Exercise >>
Which lines of the entries below contain the string "water"? Copy each one.

Extracted data >>
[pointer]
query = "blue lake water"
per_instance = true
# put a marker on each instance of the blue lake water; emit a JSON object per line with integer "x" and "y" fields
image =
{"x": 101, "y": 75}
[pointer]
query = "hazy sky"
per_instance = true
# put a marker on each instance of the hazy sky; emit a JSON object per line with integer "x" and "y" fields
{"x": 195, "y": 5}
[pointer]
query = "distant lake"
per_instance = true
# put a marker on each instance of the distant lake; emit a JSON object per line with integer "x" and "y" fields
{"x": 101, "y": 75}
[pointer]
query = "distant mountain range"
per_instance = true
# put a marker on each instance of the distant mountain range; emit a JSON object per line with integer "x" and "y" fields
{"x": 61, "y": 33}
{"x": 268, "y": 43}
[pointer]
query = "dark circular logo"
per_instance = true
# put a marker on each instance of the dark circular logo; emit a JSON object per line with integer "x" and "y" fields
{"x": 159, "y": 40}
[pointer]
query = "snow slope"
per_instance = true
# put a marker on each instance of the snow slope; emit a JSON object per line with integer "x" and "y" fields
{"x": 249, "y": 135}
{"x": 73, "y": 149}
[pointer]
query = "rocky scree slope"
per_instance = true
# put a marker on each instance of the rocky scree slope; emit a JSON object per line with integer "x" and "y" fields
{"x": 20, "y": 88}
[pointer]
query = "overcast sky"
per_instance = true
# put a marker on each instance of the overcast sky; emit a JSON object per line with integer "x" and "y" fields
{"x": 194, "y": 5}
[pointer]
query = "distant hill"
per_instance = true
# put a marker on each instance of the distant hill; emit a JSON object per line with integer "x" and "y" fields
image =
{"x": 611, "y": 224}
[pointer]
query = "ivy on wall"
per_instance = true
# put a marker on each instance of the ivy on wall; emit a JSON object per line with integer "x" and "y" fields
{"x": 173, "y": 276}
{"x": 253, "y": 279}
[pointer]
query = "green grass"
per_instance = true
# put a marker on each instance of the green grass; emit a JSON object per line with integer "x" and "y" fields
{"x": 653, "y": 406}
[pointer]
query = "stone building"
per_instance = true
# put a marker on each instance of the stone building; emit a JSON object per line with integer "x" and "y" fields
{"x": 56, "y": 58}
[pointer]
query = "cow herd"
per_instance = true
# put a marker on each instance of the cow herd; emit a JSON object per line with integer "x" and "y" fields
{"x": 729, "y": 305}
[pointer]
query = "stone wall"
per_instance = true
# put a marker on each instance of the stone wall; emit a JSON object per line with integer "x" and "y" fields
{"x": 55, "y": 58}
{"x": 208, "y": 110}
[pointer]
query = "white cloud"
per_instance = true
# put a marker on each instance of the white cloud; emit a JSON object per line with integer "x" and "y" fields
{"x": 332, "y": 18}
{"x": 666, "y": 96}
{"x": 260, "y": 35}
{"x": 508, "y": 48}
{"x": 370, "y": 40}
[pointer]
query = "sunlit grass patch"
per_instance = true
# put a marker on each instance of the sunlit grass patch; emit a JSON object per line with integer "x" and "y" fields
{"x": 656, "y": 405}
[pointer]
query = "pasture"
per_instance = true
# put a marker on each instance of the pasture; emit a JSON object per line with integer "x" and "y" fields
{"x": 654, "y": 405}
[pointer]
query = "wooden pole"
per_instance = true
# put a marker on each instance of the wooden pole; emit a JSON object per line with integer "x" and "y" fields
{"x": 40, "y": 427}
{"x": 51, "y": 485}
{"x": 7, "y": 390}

Reply >>
query = "blue lake water"
# put a marker on each instance of the blue lake water; emit a JSON object per line with integer "x" and "y" fields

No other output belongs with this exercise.